BEGIN Record set
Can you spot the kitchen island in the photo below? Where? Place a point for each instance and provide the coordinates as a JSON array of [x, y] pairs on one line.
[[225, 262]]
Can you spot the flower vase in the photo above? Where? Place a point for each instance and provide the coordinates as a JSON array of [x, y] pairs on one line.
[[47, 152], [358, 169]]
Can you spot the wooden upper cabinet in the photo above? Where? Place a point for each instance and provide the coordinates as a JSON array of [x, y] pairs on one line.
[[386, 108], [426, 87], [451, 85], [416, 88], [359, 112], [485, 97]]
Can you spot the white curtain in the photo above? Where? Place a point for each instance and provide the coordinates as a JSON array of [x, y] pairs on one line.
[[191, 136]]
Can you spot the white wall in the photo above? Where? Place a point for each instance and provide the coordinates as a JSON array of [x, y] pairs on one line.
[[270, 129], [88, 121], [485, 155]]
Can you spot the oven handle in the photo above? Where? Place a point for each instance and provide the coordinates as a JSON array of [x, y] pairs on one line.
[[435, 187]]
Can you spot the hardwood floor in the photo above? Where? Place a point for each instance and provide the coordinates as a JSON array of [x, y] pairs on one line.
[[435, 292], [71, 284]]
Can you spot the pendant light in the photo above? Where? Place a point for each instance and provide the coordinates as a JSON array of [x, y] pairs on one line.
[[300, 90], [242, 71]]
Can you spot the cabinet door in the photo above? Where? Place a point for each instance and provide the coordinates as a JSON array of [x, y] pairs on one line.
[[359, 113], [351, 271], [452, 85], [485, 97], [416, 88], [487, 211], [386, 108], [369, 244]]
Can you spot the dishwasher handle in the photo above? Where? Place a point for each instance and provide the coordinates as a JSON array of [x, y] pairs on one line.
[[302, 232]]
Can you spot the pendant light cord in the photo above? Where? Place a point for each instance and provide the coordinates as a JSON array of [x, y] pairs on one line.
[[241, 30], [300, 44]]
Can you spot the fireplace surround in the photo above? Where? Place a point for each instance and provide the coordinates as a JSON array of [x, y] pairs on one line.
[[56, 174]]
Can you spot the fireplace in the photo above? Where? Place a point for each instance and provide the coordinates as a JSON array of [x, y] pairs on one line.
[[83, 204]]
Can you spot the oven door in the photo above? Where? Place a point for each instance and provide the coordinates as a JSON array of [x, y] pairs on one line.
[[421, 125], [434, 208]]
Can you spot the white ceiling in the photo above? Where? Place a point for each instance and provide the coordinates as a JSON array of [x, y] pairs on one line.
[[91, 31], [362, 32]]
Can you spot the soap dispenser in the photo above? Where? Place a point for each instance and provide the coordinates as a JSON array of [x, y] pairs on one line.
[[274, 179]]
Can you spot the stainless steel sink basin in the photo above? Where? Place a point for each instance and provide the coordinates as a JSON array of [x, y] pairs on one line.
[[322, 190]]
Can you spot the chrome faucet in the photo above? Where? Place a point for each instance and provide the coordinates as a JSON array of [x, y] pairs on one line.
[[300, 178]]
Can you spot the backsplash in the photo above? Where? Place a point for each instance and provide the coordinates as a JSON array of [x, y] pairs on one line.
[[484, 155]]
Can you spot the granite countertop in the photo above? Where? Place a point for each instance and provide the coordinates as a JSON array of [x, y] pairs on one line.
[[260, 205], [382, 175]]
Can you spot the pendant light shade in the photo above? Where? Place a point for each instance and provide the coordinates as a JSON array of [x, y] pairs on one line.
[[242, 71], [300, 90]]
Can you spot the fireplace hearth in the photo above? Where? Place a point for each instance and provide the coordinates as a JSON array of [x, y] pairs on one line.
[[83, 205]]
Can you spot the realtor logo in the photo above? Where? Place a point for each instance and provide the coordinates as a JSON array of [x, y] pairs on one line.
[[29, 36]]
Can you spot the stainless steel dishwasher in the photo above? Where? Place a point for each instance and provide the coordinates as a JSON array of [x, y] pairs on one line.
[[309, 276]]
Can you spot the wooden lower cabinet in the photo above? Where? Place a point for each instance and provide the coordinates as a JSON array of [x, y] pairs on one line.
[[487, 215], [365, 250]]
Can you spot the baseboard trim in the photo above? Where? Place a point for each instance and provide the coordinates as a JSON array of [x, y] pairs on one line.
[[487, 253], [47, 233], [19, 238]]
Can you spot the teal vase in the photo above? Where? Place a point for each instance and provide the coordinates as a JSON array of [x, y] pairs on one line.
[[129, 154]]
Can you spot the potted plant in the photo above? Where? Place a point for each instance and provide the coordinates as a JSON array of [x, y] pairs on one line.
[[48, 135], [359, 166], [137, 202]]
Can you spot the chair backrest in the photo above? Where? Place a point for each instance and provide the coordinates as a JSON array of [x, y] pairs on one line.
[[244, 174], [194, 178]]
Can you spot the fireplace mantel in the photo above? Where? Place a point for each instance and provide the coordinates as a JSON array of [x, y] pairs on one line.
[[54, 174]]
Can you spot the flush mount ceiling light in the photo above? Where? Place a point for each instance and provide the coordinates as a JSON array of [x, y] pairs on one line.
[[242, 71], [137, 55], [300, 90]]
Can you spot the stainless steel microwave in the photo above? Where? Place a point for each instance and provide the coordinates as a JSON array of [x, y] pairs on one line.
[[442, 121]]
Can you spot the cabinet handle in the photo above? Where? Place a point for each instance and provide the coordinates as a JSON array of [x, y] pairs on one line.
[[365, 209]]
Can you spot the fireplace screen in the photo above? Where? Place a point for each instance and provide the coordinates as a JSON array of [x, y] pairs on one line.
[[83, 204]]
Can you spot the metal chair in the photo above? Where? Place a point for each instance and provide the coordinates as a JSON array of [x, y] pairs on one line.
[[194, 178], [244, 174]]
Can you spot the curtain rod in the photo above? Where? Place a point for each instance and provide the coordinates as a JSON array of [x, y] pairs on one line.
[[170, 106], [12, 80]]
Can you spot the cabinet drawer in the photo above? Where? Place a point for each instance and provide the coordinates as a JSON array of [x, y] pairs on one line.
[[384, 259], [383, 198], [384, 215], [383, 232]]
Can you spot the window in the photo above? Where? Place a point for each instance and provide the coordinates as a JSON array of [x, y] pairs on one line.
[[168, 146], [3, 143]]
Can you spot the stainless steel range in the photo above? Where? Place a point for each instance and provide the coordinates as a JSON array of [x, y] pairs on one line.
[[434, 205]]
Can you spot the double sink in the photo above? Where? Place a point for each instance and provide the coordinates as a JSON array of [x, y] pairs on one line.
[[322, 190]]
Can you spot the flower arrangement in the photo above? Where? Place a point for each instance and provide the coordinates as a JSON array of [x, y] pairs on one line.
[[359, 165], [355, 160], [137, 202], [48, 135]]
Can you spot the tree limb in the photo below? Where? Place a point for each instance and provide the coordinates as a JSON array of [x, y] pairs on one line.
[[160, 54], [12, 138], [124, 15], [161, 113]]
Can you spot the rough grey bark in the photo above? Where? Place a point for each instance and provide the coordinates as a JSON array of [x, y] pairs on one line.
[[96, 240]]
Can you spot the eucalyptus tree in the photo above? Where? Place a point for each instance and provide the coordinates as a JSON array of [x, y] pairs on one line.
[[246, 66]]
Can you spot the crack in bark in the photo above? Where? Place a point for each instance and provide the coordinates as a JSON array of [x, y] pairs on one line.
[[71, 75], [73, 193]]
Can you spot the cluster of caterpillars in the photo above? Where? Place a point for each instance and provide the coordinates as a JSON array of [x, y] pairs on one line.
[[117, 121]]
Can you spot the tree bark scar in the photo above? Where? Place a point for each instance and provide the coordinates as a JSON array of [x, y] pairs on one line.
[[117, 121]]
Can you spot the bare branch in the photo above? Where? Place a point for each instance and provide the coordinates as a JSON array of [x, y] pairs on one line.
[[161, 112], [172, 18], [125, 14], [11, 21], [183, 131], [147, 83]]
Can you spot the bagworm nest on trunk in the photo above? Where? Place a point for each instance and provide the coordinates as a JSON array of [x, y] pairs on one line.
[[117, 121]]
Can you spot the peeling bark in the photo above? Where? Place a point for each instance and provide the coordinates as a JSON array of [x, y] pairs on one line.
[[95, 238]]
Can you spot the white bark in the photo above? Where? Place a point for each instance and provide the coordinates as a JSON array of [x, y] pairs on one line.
END Record set
Task prompt:
Repeat exactly the lines from the line containing "Can you spot the crack" through the last line of the records above, including both, and nothing else.

Your solution:
Can you spot the crack in bark in the photo above? Where? Place a point for each instance and provide the coordinates as a JSON array of [x, y] pairs on one line.
[[71, 75], [73, 193]]
Can you spot the cluster of caterpillars in the photo above? Where? Place a point for each instance and provide the coordinates as a JSON array of [x, y] pairs on one line.
[[117, 121]]
Can you spot the tree bark scar in the photo above? Where? Place a point for each instance and provide the coordinates as a JSON array of [x, y] pairs on one line.
[[117, 121]]
Can you spot the bare branch in the photo above? Where? Place a point for each instance and provide the coordinates as a JSON array of [x, y] pairs on one line.
[[161, 112], [172, 18], [125, 14], [11, 21], [183, 131], [147, 83]]
Can you spot the bagworm nest on trunk in the photo above? Where? Place a point for each instance and provide the coordinates as a JSON array of [x, y] pairs on one line.
[[117, 121]]
Can you spot the peeling bark in the photo above? Where? Place a point for each instance and provide the coordinates as a JSON array of [x, y] pairs on one line.
[[95, 238]]
Can you spot the white bark in the photo above? Where? Place a point for each instance and provide the coordinates as a JSON array of [x, y] pairs on one line.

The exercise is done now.